> _Document excerpt_
== Segment start ==

By Kathy Abascal
I often mention the Eclectic physicians in my articles because of their deep knowledge about medicinal plants. The Eclectics were licensed medical doctors who primarily used herbs and natural principles of healing to treat their patients. They were a strong force in American medicine from the 1830s to the early 1900s, but were driven out of medicine by the 1930s. Their views and practices differed greatly from the “regular” MDs who later formed the American Medical Association, and medicine as it is known today.
Consider this: On Friday, December 13, 1799, George Washington woke with a painful sore throat, labored breathing, and a fever. He had been soaked in a rainstorm the previous day. He called for a bleeder who took 12 or 14 ounces of blood from his arm. Washington felt worse the next day and called in his doctors. They prescribed two more bleedings, along with two doses of mercury and a cathartic enema. He grew worse. After some debate, his doctors decided to bleed Washington another 32 ounces, and gave him a much larger dose of mercury combined with a dose of antimony (another strong poison). Blisters were raised on his throat and the soles of his feet. On December 14, soon after awakening with a cold, George Washington was dead.
This “heroic medicine” was accepted medical treatment, and had been for centuries. King Louis XVI likely survived childhood only because his mother locked him away from the doctors who had bled and killed three other heirs to the throne. These practices continued in use for most of the 1800s. Dr. Benjamin Rush, a signer of the Declaration of Independence, taught medical school and advocated bloodletting for almost all conditions. He recommended drawing up to 140 ounces to cure pneumonia (the average adult has about 160 ounces of blood). He also taught that mercury was a “safe and nearly a universal medicine.”

== Segment end ==

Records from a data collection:
== Segment start ==

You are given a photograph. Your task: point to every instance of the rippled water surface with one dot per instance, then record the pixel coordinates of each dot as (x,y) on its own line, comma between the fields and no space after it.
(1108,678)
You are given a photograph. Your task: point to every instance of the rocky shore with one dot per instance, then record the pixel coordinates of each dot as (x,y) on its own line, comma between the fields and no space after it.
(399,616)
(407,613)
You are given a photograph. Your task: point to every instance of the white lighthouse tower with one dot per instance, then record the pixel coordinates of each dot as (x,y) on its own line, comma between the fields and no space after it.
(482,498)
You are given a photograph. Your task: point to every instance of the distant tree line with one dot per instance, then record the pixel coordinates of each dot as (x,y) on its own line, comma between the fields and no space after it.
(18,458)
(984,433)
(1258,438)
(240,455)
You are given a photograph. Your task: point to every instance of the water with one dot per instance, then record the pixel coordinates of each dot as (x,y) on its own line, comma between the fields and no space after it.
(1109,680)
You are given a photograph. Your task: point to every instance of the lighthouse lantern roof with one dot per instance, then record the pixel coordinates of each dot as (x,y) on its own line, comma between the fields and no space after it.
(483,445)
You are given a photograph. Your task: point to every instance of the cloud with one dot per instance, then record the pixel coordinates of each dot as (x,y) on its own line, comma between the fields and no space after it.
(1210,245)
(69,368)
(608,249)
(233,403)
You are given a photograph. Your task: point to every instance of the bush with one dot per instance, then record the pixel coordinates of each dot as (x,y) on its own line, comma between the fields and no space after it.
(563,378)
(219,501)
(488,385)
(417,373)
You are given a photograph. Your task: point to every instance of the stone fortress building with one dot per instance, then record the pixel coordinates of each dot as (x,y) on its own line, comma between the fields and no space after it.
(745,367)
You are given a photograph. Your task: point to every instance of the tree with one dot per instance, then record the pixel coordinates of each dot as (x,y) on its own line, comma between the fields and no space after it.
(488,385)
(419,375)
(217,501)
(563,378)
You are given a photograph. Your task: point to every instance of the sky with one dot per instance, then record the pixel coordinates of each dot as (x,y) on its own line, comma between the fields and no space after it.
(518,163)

== Segment end ==

> _Using the information_
a: Recast the paragraph of the article on the Eclectic physicians that begins "This “heroic medicine” was accepted" as a bulleted list, keeping its main facts.
b: List every treatment that the article on the Eclectic physicians says was given to George Washington during his final illness.
c: Resume the article on the Eclectic physicians after its final sentence and carry it on.
The entries are not needed for any of this work.

> _Replies_
a:
- "Heroic medicine" had been accepted medical treatment for centuries.
- King Louis XVI likely survived childhood only because his mother locked him away from the doctors who had bled and killed three other heirs to the throne.
- These practices remained in use for most of the 1800s.
- Dr. Benjamin Rush, a signer of the Declaration of Independence, taught medical school and advocated bloodletting for almost all conditions.
- He recommended drawing up to 140 ounces of blood to cure pneumonia, when the average adult has about 160 ounces.
- He taught that mercury was a "safe and nearly a universal medicine."

b:
- Bleeding (12 or 14 ounces from his arm, then two more bleedings, then another 32 ounces)
- Mercury (two doses, then a much larger dose)
- A cathartic enema
- Antimony
- Blisters raised on his throat and the soles of his feet

c:
In reaction to the “heroic” medical practices of “regular” MDs, a group of physicians created the Reform Medical Society of the United States and called themselves Eclectics from the Greek word meaning “select.” Their goal was to find the best remedy for each patient’s ailment by choosing carefully among available remedies, including those of the homeopathic MDs and Native Americans. Their primary medicines used were herbs. The Eclectics believed strongly in nourishing the patient rather than using bleeding, mercury, and antimony.
The Eclectics opened medical schools, and some of the first women and African American MDs were graduates of their schools. They published journals and gained the aid of John Uri Lloyd, a famous and very skilled pharmacist. Lloyd focused on how to make herbal extracts, working to create tinctures that retained the actions of the whole plant. Many tinctures sold today are still made according to his recommendations.
Eclectic books remain available, and detail how these physicians used plants in all aspects of medicine, from simple colds to serious heart ailments. The Eclectics sometimes struggled – as do modern herbalists – with the gentleness of their medicines compared to the strength of allopathic drugs. Thus, one Eclectic MD lamented: “Some people will take a few doses of medicine from an Eclectic, and if it does not cure at once, they think there is nothing in it. But they will take large doses of strong drugs week after week and though they do not improve they think it is all right because the medicine has a big bulk and a powerful taste. They think it is doing something. Well, so do we. It oftentimes gives the undertaker a job.”
So why have so few of us heard of the Eclectics? In large measure, that is due to a battle a man named Flexner waged against both Eclectic and the homeopathic MDs on behalf of the AMA. The public was left with the strong impression that plant medicines were both ineffective and dangerous, and that disease was never treated successfully before the advent of modern drugs.
And while some of our prescription drugs are truly wondrous, we have developed the habit of always looking for miracle drugs to fix any woes, big or small, rather than taking care of ourselves by learning when and how to use plants as food and medicine.